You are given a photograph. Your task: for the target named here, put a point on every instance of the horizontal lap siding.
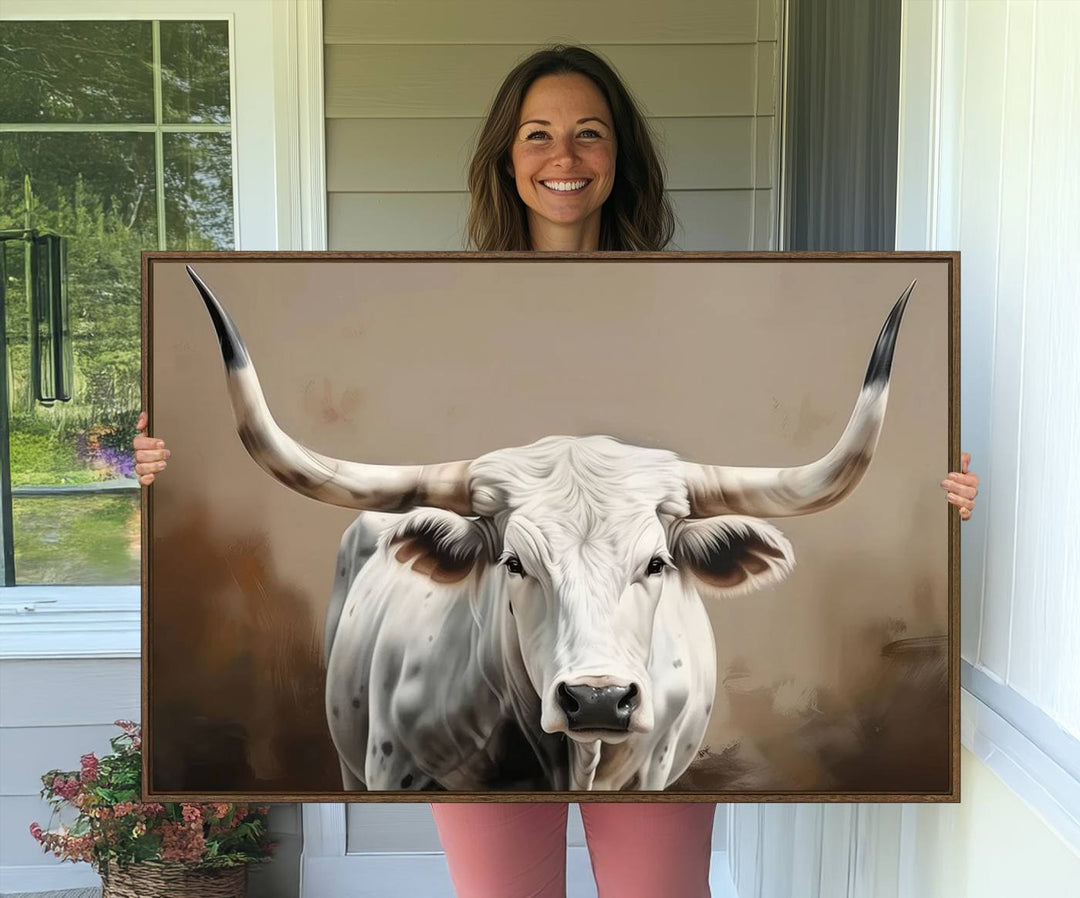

---

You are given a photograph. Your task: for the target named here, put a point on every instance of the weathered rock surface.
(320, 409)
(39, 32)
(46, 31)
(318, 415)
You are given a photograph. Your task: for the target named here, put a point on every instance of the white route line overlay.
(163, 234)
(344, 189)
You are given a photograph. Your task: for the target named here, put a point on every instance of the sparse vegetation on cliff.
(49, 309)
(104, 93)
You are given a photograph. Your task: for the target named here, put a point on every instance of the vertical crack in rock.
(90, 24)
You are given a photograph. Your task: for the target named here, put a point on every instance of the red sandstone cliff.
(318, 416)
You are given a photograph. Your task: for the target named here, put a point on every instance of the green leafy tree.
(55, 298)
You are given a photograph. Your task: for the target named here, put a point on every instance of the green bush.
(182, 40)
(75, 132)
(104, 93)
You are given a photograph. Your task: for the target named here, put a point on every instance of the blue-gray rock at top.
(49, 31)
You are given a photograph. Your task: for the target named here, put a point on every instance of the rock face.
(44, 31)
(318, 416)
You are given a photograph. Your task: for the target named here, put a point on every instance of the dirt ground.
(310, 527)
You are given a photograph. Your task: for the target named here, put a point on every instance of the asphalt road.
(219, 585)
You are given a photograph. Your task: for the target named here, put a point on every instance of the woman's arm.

__WHAT TO PRODUCE__: Gather every line of the records that contains the word "cliff", and copy each one out in full.

__SOLUTION TO THE EXERCISE__:
You are given a photograph. Your task: for the target named here, put a point on every instance of the sparse vegetation on cliff.
You are given a photograph. Your task: for the target named here, put a point on every instance of the red sandstone cliff.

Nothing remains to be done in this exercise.